> **Work instruction**: Output exactly the lines below, starting with the line that has "Target: stork's white head" and going on through the line that has "Where can the plastic", both included, and no other lines.

> **Provided data**:
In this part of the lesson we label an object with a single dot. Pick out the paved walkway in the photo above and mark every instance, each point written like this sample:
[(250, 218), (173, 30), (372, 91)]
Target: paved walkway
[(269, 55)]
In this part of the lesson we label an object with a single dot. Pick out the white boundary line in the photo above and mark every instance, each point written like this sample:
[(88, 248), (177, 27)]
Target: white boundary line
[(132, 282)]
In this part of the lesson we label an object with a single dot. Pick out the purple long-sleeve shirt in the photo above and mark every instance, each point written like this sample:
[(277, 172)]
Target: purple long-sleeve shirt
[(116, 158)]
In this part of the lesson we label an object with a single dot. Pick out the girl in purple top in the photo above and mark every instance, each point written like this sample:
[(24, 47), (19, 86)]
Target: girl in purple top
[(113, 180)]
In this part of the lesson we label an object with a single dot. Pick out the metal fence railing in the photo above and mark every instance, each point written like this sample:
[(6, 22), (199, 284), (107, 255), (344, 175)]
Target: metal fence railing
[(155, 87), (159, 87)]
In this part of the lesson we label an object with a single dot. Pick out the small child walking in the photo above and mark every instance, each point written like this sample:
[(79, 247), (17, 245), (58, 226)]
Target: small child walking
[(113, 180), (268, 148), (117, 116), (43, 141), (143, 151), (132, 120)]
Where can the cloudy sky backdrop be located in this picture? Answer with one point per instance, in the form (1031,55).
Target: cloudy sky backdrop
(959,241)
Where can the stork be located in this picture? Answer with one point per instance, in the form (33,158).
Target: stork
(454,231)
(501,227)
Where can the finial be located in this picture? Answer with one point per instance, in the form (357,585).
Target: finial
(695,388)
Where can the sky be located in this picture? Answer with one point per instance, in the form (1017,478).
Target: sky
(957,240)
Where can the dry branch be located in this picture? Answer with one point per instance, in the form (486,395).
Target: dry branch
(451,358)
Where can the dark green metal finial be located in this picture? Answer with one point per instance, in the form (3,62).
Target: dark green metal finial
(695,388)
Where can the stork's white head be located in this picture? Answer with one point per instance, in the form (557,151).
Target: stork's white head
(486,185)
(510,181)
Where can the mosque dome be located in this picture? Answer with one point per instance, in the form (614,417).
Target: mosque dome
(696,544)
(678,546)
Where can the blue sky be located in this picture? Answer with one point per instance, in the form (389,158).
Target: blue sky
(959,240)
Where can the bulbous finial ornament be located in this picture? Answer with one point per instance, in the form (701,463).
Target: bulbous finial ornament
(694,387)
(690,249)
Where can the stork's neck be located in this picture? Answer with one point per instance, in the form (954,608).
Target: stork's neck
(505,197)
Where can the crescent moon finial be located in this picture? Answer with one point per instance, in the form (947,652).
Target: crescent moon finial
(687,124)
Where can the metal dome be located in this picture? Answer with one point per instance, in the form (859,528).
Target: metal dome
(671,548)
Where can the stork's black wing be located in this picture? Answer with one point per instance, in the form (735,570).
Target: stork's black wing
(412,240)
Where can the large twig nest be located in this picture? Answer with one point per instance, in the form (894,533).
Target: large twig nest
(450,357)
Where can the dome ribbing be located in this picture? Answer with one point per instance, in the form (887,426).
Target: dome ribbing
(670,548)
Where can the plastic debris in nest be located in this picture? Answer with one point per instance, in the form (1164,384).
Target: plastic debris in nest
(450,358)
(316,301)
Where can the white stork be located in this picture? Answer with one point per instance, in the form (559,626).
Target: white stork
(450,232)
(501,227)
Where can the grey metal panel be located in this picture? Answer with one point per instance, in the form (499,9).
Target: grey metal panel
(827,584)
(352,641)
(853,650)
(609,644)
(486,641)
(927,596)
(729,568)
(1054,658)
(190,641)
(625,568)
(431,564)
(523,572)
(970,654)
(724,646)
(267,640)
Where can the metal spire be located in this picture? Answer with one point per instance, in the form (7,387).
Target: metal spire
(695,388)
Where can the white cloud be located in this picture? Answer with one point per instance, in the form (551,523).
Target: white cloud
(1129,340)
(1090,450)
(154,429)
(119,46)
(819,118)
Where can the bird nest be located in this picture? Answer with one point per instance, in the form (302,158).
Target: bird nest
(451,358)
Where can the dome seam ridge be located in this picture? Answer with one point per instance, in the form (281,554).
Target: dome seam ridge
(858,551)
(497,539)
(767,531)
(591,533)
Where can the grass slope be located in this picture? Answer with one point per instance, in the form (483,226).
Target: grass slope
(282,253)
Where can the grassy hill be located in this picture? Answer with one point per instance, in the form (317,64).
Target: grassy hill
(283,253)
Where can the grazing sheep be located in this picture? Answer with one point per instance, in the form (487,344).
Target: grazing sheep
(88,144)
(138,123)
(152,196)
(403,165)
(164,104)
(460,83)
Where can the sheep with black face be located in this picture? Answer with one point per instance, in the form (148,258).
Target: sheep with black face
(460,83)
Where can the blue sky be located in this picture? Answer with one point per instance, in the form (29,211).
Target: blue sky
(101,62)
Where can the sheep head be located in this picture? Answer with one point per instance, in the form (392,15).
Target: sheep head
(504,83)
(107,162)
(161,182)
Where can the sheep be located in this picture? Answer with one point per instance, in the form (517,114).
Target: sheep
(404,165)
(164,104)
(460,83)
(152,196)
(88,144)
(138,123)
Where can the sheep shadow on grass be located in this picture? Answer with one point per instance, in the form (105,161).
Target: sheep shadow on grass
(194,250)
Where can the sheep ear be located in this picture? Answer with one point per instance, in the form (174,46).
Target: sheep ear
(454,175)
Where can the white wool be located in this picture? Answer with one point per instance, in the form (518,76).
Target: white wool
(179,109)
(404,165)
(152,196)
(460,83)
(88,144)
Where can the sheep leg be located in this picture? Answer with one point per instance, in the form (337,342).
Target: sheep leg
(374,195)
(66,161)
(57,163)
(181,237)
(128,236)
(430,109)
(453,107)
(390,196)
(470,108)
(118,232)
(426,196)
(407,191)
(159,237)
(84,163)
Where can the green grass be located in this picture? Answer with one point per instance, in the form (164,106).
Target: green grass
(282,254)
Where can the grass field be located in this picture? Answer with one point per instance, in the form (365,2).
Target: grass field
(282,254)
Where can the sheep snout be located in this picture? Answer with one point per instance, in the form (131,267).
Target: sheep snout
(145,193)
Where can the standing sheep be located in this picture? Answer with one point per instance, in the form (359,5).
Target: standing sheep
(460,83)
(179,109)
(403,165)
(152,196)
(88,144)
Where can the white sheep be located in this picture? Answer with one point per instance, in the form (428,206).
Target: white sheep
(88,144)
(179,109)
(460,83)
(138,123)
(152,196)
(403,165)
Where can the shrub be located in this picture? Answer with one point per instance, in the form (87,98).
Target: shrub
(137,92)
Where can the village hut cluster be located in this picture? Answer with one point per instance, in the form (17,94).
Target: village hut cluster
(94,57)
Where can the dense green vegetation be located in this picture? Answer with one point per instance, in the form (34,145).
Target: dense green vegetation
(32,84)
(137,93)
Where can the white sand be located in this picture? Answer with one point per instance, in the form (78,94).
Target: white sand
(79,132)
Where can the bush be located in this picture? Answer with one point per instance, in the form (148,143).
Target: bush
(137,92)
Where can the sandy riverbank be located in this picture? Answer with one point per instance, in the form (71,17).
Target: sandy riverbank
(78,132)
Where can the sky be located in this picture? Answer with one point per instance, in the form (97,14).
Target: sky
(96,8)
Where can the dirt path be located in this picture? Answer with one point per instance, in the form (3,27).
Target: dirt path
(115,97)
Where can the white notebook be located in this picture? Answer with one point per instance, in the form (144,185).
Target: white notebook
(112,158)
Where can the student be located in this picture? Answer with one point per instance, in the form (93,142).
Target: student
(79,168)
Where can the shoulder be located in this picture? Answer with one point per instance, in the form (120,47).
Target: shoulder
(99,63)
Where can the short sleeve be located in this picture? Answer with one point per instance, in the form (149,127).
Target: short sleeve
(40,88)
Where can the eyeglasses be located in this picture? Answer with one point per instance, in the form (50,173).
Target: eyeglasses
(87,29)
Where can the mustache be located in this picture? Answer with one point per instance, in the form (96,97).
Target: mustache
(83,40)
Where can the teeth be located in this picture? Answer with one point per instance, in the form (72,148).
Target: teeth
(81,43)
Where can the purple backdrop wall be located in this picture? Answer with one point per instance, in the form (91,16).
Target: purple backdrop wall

> **Response box**:
Target: stork's white head
(486,185)
(510,181)
Where can the mosque dome be located in this picture? Answer with one point per instance, in the form (614,417).
Target: mosque dome
(696,544)
(678,546)
Where can the blue sky be located in this picture? Answer with one point per instance, in the form (389,158).
Target: blue sky
(959,240)
Where can the bulbous finial ornament be located in this picture? Answer with one point per instance, in the form (701,463).
Target: bulbous finial ornament
(694,387)
(690,249)
Where can the stork's neck be located in this picture? Answer with one point per instance, in the form (954,608).
Target: stork's neck
(505,197)
Where can the crescent moon finial be located in this picture? Answer with one point per instance, in the form (947,652).
Target: crescent moon finial
(687,124)
Where can the metal dome be located in this picture? Answer with one point per instance, in the form (859,528).
Target: metal dome
(671,548)
Where can the stork's black wing be located in this picture? Answer with one point per instance, in the form (735,570).
Target: stork's black wing
(412,240)
Where can the large twig nest be located in this picture? Answer with one point per instance, in the form (894,533).
Target: large twig nest
(450,357)
Where can the dome ribbing be located in this picture? Answer with one point per instance, in the form (887,426).
Target: dome ribbing
(670,548)
Where can the plastic debris in nest be located in this picture? Answer with one point per instance, in the form (1164,384).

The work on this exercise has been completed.